Antes de comenzar, deseo hacer patente mi más sincero agradecimiento a la Barra, por generar esta oportunidad de poner en la mesa de reconocimiento un tema que considero que es de capital importancia para el ejercicio ético de la profesión de abogado: el papel de la ética en la enseñanza del derecho.
Mucho se ha hablado desde la pedagogía de la ética del docente, pero es muy poco lo que se ha dicho sobre la ética del “abogado-docente”; la ética del docente filtrada por el cedazo de la práctica jurídica. Este es mi propósito el día de hoy.
Pero antes de comenzar, quisiera compartir la concepción, la manera en que veo esta charla: A la fecha, tan sólo sumo 6 años de práctica docente (de los cuales sólo uno es a nivel posgrado, y el resto en primer año de la licenciatura), por lo que mi deseo es compartir esa experiencia con todos ustedes, con el único fin de generar un espacio de discusión y de aportaciones concretas sobre la responsabilidad ética del docente. Lo veo de esta manera, porque la ética nos debe interesar a todos los abogados por igual, con independencia de lo larga o breve que sea nuestra trayectoria.

[Datos de anotación de ubicación de objetos]

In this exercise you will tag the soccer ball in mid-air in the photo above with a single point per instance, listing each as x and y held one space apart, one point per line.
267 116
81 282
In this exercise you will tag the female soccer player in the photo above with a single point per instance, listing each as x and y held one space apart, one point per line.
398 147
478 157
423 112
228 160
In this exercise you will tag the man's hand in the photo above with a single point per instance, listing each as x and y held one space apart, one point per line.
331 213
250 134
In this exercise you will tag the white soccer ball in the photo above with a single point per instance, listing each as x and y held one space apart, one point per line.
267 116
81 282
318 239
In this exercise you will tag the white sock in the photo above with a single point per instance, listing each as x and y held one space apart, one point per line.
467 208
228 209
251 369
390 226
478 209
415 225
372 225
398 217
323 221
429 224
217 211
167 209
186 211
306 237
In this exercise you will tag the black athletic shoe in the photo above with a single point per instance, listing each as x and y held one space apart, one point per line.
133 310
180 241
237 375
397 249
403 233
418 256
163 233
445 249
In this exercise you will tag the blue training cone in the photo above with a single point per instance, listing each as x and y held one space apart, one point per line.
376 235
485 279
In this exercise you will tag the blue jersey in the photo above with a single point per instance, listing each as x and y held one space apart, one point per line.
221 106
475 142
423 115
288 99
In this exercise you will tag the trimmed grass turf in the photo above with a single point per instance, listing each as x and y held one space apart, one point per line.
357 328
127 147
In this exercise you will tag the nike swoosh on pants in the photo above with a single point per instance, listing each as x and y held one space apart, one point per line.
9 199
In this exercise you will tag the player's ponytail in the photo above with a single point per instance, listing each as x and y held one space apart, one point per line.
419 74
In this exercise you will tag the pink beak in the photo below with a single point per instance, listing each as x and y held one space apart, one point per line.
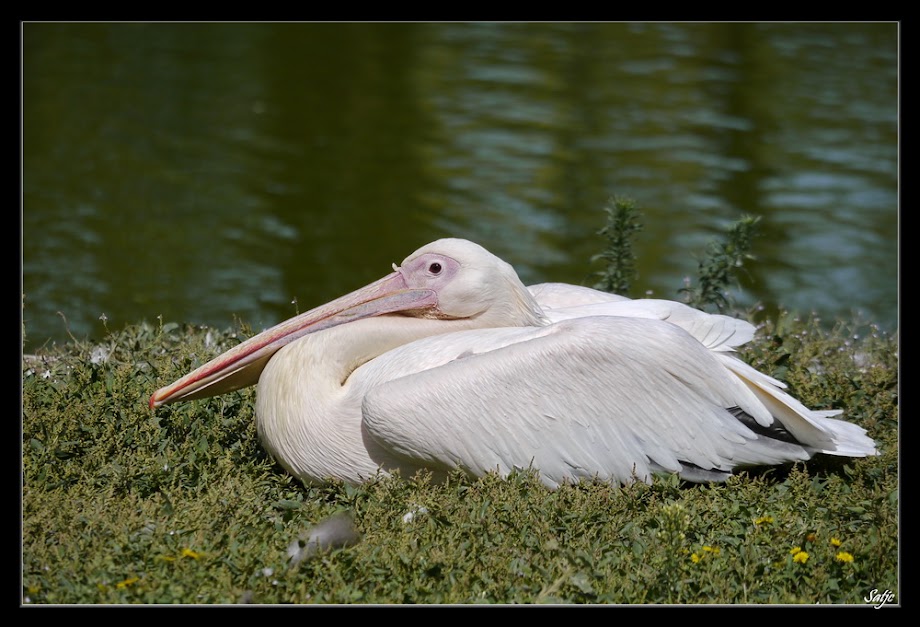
...
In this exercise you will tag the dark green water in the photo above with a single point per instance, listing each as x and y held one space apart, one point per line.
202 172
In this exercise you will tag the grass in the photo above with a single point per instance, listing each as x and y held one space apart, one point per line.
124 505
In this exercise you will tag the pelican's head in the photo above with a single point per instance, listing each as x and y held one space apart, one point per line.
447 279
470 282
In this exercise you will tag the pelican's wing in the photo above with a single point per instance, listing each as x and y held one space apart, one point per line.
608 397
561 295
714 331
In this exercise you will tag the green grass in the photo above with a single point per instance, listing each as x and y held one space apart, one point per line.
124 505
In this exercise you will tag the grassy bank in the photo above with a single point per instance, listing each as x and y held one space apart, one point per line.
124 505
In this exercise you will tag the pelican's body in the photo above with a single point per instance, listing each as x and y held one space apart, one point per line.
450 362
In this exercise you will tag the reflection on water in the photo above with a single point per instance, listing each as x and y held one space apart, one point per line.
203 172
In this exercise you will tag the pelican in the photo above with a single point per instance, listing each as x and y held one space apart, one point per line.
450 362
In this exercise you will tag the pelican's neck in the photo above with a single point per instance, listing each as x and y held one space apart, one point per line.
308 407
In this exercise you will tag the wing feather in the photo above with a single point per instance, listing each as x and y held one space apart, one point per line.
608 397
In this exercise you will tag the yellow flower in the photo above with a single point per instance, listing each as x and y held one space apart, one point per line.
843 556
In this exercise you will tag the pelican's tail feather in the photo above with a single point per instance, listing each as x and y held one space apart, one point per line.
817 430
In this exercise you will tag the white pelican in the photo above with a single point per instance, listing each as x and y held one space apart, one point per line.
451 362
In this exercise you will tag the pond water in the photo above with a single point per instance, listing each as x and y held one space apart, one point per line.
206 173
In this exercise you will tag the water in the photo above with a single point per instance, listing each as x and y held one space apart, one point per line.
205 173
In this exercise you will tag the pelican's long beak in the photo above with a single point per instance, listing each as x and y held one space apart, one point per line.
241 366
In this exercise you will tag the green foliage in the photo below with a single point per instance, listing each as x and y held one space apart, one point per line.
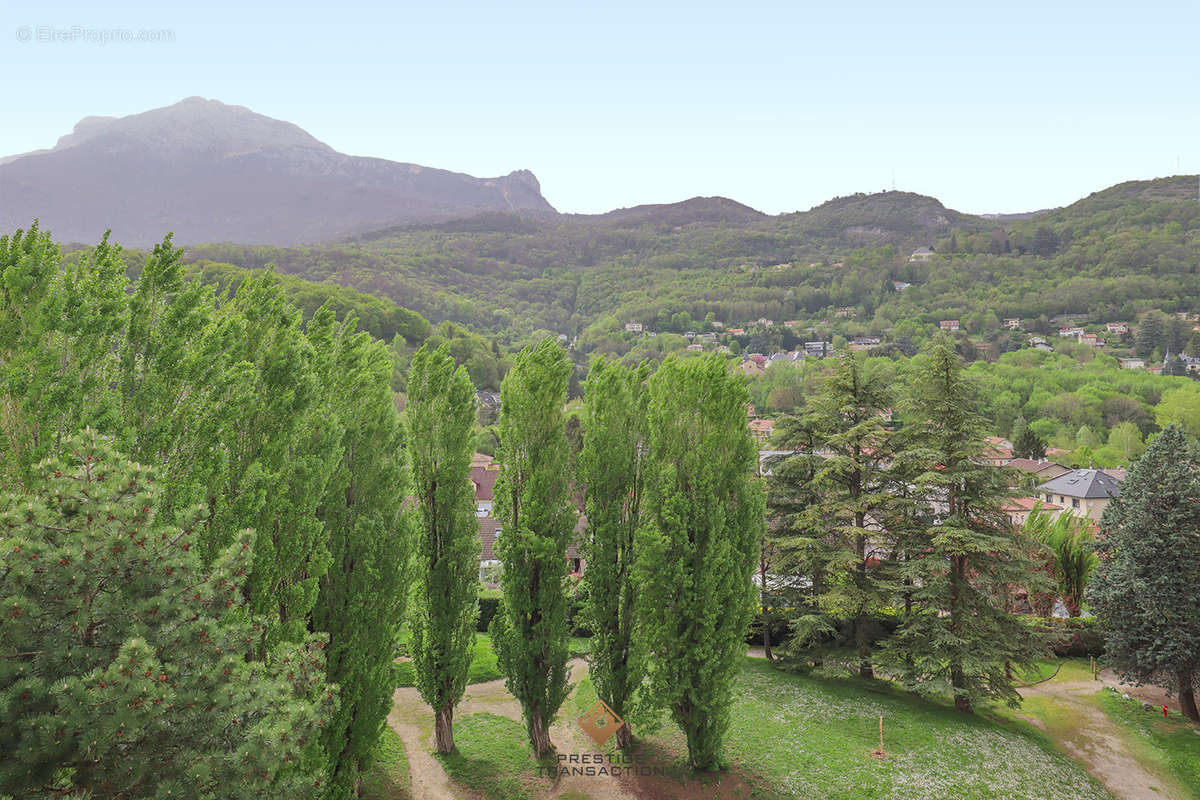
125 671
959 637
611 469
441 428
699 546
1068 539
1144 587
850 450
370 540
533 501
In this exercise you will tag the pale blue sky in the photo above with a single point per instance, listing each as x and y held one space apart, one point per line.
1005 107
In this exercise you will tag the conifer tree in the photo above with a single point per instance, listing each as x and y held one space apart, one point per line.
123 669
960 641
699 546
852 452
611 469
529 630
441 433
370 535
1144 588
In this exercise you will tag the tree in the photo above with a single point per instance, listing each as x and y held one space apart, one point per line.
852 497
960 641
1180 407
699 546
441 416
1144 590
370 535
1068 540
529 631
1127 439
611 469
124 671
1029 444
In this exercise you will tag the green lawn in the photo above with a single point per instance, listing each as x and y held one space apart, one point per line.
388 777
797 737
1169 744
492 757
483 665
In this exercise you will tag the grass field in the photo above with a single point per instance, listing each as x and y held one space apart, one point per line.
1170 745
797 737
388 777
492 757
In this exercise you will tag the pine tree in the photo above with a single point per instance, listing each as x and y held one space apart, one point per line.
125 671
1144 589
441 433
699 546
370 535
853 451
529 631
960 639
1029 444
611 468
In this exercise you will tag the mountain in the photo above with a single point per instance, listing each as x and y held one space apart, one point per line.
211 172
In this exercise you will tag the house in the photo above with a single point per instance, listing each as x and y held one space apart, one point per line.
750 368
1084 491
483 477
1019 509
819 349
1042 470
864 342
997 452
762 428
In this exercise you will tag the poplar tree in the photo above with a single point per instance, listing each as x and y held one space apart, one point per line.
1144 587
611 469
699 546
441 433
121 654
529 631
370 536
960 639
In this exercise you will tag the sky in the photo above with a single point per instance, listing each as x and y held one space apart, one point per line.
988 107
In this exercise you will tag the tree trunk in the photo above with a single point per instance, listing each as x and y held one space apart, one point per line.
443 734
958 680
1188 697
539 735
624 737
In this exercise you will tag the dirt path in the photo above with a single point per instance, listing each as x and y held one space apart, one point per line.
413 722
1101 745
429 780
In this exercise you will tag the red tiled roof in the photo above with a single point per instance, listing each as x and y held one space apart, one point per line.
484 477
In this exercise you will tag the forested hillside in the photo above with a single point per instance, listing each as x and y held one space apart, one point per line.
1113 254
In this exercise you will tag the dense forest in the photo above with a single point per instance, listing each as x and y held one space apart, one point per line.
* * *
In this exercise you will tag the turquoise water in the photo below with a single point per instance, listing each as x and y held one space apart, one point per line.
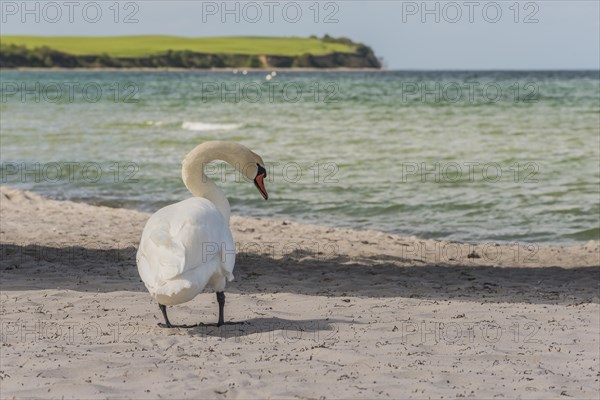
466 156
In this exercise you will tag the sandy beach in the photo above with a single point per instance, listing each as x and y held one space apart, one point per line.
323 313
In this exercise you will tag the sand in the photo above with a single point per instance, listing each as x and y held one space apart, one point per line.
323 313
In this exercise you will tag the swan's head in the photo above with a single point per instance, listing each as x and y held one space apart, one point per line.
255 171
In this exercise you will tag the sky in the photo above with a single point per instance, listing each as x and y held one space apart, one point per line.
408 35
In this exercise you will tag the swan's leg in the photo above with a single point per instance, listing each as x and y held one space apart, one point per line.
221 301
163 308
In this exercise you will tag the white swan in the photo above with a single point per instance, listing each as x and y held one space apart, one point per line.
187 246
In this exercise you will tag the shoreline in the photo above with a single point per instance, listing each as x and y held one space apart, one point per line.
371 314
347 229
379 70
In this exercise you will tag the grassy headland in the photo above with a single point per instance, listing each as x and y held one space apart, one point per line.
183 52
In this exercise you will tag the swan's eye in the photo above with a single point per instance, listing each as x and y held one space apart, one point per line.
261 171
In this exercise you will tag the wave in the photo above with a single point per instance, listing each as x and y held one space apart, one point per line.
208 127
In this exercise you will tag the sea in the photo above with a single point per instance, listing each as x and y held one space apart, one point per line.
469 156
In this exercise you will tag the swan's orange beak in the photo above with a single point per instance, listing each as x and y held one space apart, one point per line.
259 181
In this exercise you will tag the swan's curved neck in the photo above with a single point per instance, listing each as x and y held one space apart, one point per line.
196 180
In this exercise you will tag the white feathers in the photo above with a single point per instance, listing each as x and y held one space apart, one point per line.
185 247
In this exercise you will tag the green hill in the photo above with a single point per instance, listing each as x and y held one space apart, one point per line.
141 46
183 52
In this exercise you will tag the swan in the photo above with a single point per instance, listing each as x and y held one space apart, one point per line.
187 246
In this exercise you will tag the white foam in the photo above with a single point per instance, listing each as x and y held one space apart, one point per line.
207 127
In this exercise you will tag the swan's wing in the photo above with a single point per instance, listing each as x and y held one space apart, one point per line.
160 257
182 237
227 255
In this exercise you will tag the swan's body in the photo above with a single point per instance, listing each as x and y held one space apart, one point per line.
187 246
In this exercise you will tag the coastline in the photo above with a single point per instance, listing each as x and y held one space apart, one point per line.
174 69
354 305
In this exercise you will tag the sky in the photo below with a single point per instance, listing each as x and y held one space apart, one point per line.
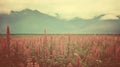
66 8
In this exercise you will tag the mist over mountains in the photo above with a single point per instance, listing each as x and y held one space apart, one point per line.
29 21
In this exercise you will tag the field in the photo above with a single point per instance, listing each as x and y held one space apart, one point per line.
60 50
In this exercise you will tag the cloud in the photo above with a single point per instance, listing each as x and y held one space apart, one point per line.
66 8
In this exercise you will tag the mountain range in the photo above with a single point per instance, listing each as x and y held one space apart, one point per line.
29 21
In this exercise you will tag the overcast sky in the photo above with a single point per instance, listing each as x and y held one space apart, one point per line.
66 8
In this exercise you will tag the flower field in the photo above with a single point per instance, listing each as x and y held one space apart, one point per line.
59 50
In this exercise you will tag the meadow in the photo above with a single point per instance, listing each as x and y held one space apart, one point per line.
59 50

◆ Trabajo requerido
1. Explica, en una a tres oraciones, por qué en el texto de lectura la charla se plantea como un espacio de discusión y aportaciones sobre la responsabilidad ética del docente.
2. Según el texto de lectura, ¿cuántos años de práctica docente suma quien expone?
3. Resume el párrafo del texto de lectura que empieza con "Pero antes de comenzar, quisiera compartir la concepción" en forma más breve, conservando sus datos principales.
Responde basándote solo en el texto de lectura.

◆ Resultados en orden
1. La ética debe interesar por igual a todos los abogados, con independencia de lo larga o breve que sea su trayectoria. Por eso la experiencia docente se comparte solo para abrir un espacio de discusión y aportaciones concretas.

2. Seis años.

3. Quien expone suma apenas seis años de práctica docente: uno en posgrado y el resto en primer año de licenciatura. Comparte esa experiencia con el único fin de abrir un espacio de discusión y aportaciones concretas sobre la responsabilidad ética del docente, porque la ética debe interesar por igual a todos los abogados, sin importar la duración de su trayectoria.